**PROBLÈME POSÉ:** Selon la source sur le financement des partis politiques, quel montant l'Union Républicaine et d'Actions Communautaires (URAC) a-t-elle versé en dons à l'UMP ?

**SOURCE:**
↓↓↓
C'est par ce biais que la structure "Démocratie et République" (anciennement "Metz pour tous") du sénateur non-inscrit de la Moselle Jean-Louis Masson bénéficie du financement public en présentant aux législatives un ou deux candidats exclusivement outre-mer (en Polynésie française en 2007). J'avais parlé au sujet de cette association de "parti virtuel" puisque dans ses recettes figurent 0€ de cotisations des adhérents et 18.294€ de contributions des élus (auxquels s'ajoutent notamment 148.109€ de financement public et 17.700€ de dons de personnes physiques). Rien d'illégal faut-il le souligner, mais, comme le rattachement des élus Nouveau Centre au Fetia Api, il s'agit d'un détournement de l'esprit de la loi sur le financement de la vie politique, quoi qu'on pense de ladite loi (et je l'ai justement moi-même critiquée, au nom du pluralisme, ici-même).

 

4) Les pompes à fric : il s'agit d'associations virtuelles ayant pour unique but de récolter des fonds (une même personne physique pourra ainsi verser autant de dons atteignant le plafond légal qu'il existe de coquilles vides) ensuite reversés au parti politique actif (les dons entre partis ou groupements politiques étant autorisés et non plafonnés).

Signe distinctif : des aides financières à d'autres formations politiques et aucune trace d'activité dans les comptes (en recettes : cotisations des adhérents; en dépenses : propagande et communication, aides financières aux candidats, loyers, charges de personnel).

Ce risque de contournement de la loi est connu depuis longtemps et, à ma connaissance, aucun parti ne s'est risqué à de telles manœuvres.

 

L'UMP a néanmoins bénéficié de dons de la part de trois partis ou groupements politiques :

- 120.000€ : Union Républicaine et d'Actions Communautaires (URAC) domiciliée à la permanence parlementaire du député Dominique Tian.
- 10.000€ : Cap sur l'Avenir 13 domiciliée à la Fédération UMP des Bouches-du-Rhône (et permanence parlementaire du député Renaud Muselier, président du groupe Union Pour l'Avenir Communautaire - UPAC - à la communauté urbaine Marseille Provence Métropole).
- 1.870€ : Argenteuil que nous aimons (AQNA) du député Georges Mothron.

Or, par l'intermédiaire de ces associations locales, une même personne physique a pu financer pour le même exercice comptable plusieurs fois l'UMP en dépassant au total le plafond légal de 7.500€.

La comparaison des comptes des deux premières est en outre intéressante.
↑↑↑
**LIGNES EXTRAITES:**
↓↓↓
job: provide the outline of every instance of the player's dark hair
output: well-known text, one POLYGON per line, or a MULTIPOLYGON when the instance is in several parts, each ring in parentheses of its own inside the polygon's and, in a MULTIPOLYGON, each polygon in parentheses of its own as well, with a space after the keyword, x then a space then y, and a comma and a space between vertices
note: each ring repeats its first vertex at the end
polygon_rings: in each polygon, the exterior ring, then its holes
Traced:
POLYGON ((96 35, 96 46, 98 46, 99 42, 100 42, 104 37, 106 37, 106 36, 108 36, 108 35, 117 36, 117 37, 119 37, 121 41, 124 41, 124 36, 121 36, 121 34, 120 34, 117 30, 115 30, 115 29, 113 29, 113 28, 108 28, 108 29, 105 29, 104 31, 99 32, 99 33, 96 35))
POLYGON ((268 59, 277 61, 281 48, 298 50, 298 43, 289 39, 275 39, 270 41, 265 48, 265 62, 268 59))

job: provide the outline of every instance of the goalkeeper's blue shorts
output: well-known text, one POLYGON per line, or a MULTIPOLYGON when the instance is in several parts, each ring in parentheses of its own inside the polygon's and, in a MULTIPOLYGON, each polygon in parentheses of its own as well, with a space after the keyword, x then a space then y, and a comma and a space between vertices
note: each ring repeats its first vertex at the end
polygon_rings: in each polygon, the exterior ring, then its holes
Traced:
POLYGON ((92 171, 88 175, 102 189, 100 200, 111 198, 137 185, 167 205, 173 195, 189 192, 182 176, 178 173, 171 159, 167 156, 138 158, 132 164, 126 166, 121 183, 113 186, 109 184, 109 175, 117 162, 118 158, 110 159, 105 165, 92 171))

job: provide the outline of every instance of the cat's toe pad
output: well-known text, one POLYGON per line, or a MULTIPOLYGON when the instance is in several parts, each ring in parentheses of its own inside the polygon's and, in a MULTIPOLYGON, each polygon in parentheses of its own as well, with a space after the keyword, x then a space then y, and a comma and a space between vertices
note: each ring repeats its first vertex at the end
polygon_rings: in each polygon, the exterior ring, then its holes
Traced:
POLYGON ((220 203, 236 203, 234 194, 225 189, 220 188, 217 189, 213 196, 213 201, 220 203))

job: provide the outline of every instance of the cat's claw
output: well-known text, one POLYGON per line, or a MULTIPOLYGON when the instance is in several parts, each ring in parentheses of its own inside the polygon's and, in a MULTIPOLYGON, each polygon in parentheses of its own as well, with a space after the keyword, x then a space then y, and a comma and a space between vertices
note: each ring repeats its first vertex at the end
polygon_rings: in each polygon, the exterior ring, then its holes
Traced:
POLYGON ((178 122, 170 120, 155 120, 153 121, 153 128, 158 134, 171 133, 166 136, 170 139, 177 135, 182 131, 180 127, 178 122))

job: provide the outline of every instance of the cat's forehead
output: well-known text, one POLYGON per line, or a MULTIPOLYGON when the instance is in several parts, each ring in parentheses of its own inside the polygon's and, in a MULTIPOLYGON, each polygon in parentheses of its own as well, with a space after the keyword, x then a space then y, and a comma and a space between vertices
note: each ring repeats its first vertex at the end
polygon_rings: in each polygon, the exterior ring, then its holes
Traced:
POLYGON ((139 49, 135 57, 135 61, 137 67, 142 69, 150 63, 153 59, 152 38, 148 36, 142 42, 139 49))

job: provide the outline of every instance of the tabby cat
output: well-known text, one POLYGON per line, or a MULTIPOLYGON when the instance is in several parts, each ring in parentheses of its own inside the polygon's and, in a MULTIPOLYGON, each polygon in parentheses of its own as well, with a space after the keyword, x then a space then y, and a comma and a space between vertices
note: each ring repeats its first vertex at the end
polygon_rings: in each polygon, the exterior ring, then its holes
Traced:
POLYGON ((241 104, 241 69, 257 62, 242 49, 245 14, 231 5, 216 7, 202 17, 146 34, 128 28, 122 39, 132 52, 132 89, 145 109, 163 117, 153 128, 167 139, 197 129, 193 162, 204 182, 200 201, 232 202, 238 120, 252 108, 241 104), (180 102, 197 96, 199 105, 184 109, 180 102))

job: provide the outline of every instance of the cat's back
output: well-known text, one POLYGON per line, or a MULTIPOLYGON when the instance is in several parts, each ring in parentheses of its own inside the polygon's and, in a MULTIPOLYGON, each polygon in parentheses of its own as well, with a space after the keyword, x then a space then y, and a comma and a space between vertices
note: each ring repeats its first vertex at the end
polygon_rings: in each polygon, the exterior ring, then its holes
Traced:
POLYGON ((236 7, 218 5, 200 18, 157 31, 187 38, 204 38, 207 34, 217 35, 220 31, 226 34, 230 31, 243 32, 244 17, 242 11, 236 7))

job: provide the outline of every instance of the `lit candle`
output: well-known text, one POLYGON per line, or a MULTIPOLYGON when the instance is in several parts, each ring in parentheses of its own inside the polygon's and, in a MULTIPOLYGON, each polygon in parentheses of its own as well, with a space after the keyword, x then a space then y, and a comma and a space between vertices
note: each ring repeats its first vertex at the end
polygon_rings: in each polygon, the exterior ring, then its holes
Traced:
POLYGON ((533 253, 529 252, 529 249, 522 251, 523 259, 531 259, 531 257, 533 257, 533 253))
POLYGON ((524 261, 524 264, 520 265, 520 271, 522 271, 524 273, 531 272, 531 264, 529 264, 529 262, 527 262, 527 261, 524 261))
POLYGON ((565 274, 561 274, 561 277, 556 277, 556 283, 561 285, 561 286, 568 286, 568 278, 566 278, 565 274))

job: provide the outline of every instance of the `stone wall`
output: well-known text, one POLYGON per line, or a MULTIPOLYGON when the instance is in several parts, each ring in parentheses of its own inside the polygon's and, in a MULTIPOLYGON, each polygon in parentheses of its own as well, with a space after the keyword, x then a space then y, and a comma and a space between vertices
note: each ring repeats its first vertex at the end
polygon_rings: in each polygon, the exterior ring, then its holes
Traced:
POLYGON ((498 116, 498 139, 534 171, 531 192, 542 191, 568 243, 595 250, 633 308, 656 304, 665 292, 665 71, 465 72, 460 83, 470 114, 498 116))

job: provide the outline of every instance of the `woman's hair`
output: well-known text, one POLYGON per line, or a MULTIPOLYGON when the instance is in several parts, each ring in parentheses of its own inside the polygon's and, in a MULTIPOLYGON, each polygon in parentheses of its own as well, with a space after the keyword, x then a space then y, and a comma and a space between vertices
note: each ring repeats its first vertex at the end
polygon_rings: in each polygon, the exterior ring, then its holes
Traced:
↑↑↑
**RÉSULTAT OBTENU:** 120.000€.